[ЗАДАЧИ ДЛЯ РЕШЕНИЯ]
- 1) Какой болезнью, согласно тексту о последних днях Зиновьева, он страдал перед смертью?
- 2) Продолжите текст о последних днях Зиновьева, начав сразу после его последнего предложения.

[ПРЕДОСТАВЛЕННЫЙ ТЕКСТ]
--------------------------------------------------

Зиновьев стоял и сражался иначе. Гордость заставляла Александра Александровича отказаться от поддержки живых, а поддержки мертвых он не искал. Штука в том, что мертвые и есть самые живые на этой земле, и прах мертвецов есть наиболее авангардное произведение. Они, наши мертвые, держат вместе с нами последнюю оборону.
Сегодня сам Зиновьев стал доказательством этого правила.
13
Умирал Зиновьев мучительно, тяжелая была болезнь, рак мозга. В последние недели он носил плотную шерстяную шапочку, облегавшую голову, предохранявшую хоть немного от звуков — даже не особенно громкие звуки отзывались болью. Держался до самого последнего дня потрясающе, как, впрочем, и всегда держался. Они вообще красиво уходили, эти старики, есть чему поучиться. За неделю до смерти мы сидели в его московской квартире — отец, Зиновьев, его жена Оля и я; говорили не о нем и не о болезни, говорили о том, что еще надо сделать. Зиновьев посоветовал мне написать холст — изобразить собачью могилу, яму, вырытую на свалке, куда сбрасывают дохлых собак. Это будет потрясающая картина, сказал он. Братская могила дворняг. Символ России.

--------------------------------------------------

[ИСХОДНЫЕ ДАННЫЕ]
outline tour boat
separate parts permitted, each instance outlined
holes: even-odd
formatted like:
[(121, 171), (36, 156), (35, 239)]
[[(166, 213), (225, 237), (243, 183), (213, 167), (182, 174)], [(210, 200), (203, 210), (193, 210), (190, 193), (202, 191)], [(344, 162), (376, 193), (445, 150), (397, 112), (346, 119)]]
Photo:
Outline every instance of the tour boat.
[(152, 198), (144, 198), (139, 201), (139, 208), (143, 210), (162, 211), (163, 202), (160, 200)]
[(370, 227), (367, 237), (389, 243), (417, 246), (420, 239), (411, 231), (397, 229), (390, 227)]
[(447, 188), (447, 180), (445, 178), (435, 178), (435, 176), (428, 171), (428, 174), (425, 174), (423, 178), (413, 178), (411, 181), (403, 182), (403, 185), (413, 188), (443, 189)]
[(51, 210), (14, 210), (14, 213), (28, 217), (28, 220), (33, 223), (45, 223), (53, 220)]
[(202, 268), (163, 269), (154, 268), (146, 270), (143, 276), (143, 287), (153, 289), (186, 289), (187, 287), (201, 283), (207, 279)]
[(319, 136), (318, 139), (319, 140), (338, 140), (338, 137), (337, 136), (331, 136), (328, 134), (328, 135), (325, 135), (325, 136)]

--------------------------------------------------

[ОТВЕТЫ ПО ПОРЯДКУ]
- 1) Раком мозга.

- 2)
Это кто-то ему рассказал, что так обходятся с дохлыми псами; на самом деле их сжигают, облив бензином. Но картину он увидел, словно картина уже была написана, и несколько раз настойчиво провел руками в воздухе — он любил рисовать. Если бы ему пришло в голову стать не писателем, но художником, он бы несомненно им стал.
В последнем разговоре Зиновьев обозначил актуальной проблемой дегуманизацию европейской культуры. Говорил, что сегодня надо бороться за возрождение европейского гуманизма. Считал, что единственный шанс спасти Россию — возродить европейский гуманизм, забытый Западом. Основания для такого утверждения, думаю, несомненны. Достаточно вспомнить, что авторскую копию «Герники» Пикассо (картина висит в ООН) завесили синей тряпкой, прежде чем принимать резолюции по Ираку — и возникает много соображений о былой силе искусства, о его сегодняшней никчемности. Зиновьев сказал простую вещь: требуется помочь им — тем самым поможем себе.
Зиновьев мало что успел сделать в этом направлении — как это и присуще великим людям, он, уже уходя, оставил указание — где требуется работа.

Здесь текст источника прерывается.